TEXT EXCERPT:
==================================================
My Son on the Autism Spectrum Has a Superpower: Scripting
It’s 7:30 a.m. I am slowly drifting out of a dream.
“Have you seen a boat? A boat, I saw a boat it passed by here not too long ago. Quick, follow me!”
The chatter goes on for a while. I open my eyes and chuckle. From the monitor, I hear my son reciting lines from “Finding Nemo.” I smile as I listen a few minutes before crawling out of bed to get him up and ready for the day.
My son is 4 years old. He has ADHD and autism spectrum disorder. Two years ago he was mostly nonverbal. Sign language was his major form of communication and his play was rigid and non-inclusive. Fast forward to now and I have a completely different child. Years of speech therapy, occupational therapy, ABA therapy and quite honestly a lot of animated movies and shows has helped him build a vast bank of memorized speech that he loves to recite on a loop!
While back and forth conversational speech is still a lagging skill for him, verbally he has grown by leaps and bounds. The major bulk of his speech is scripting, which is memorizing and reciting chunks of movies and TV shows. But scripting for my son is more than just memorizing what characters say, he memorizes every movement and facial expression, too. Now his play isn’t isolated, he’ll pull my husband and I into his world. First he is Nemo and Mom is Dory and Dad is Bruce the Shark. He puts us in the spot he wants us to stand, tells us what to say (because even though we’ve always seen the movie 1,000 times we certainly don’t have it memorized) then he switches all the roles. It’s as if he is auditioning us for which character we fit best.
==================================================
TO DO:
(a) Answer each question from the scripting essay:
(i) What time is it when the essay opens?
(ii) Two years earlier, what was the son's major form of communication?
(iii) In the first round of role play, which character does Dad play?
(b) Carry on the essay about the son's scripting from its last sentence.

Dataset entries:
==================================================
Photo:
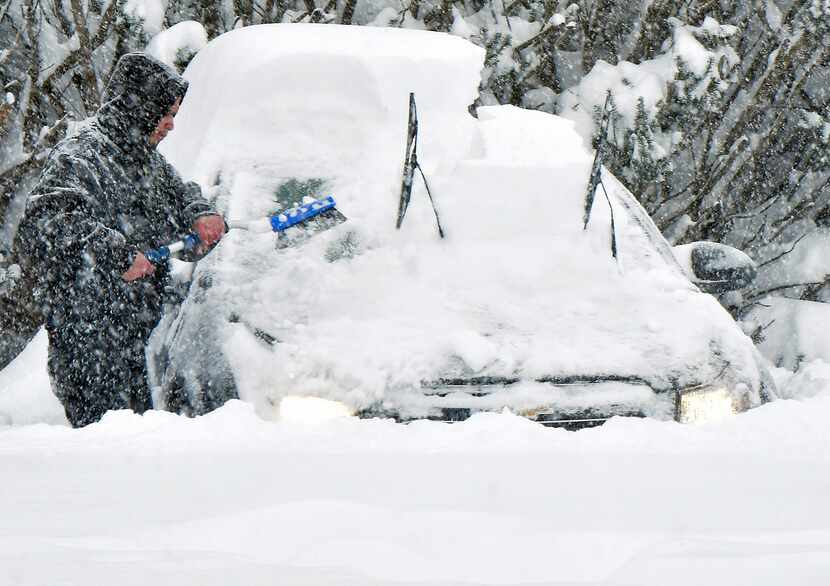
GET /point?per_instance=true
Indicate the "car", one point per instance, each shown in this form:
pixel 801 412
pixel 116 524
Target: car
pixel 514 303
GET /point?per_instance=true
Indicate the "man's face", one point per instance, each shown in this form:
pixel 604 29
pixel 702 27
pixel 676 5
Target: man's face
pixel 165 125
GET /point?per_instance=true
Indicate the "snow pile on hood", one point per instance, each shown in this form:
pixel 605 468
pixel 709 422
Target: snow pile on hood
==================================================
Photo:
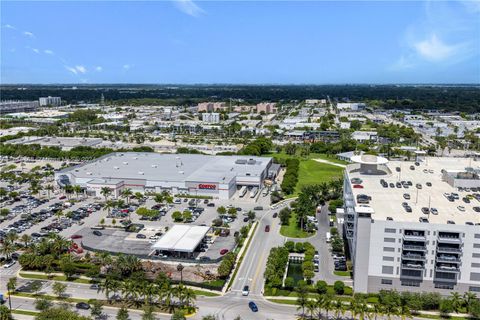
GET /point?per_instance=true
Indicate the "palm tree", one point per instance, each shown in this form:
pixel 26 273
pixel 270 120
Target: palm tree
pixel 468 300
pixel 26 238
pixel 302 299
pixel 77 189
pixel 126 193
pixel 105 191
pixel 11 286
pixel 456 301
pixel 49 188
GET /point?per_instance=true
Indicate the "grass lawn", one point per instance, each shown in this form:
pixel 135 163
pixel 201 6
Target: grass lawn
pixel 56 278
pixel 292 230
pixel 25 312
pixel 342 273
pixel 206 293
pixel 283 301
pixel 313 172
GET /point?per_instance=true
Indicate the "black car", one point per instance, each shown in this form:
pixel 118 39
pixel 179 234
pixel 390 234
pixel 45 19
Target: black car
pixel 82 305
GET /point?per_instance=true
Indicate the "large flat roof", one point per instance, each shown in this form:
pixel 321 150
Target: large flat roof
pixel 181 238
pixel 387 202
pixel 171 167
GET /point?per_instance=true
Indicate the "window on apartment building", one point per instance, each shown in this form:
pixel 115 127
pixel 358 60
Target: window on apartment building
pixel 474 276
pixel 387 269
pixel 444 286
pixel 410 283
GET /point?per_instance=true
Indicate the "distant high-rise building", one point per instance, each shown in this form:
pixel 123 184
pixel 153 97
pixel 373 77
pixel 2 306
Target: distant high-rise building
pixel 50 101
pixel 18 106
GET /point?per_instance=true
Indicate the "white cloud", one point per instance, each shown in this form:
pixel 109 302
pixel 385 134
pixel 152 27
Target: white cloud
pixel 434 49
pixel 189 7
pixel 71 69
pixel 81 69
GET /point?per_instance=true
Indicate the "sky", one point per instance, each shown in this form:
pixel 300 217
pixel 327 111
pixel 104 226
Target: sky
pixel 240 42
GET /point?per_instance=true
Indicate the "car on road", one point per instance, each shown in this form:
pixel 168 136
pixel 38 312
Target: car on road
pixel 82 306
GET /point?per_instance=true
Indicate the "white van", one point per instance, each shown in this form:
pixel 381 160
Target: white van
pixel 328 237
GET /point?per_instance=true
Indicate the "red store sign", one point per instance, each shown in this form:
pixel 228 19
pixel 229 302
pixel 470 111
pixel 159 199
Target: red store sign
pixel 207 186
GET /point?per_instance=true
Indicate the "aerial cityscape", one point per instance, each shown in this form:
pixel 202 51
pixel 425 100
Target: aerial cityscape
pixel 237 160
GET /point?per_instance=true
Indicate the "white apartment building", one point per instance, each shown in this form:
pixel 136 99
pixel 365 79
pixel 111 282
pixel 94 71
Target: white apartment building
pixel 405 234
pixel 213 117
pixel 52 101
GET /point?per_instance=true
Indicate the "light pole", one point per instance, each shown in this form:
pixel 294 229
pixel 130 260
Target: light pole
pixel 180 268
==================================================
ANSWERS FOR THE TASKS:
(a)
(i) 7:30 a.m.
(ii) Sign language.
(iii) Bruce the Shark.

(b)
A lot of doctors, therapists and parents attempt to break this scripting cycle in hopes of helping children with autism learn to play more creatively, more socially, and to help their verbal skills become more communicative. And while I do hope he improves in those areas, I think those should be addressed outside of his scripting and here are some reasons why:
- Scripting has helped build his memory.
- Scripting has helped increase his vocabulary.
- Scripting has helped him learn to play cooperatively.
- Scripting has helped him learn to produce speech articulately.
- Scripting has helped him learn sentence structure and semantics.
- Scripting gives him chunks of verbal routines to pull from when he doesn’t know what to say.
- Scripting is something he enjoys!
So while I am hopeful one day most of his speech comes from his own ability to creatively string words together, for now I am happy to listen to him script away!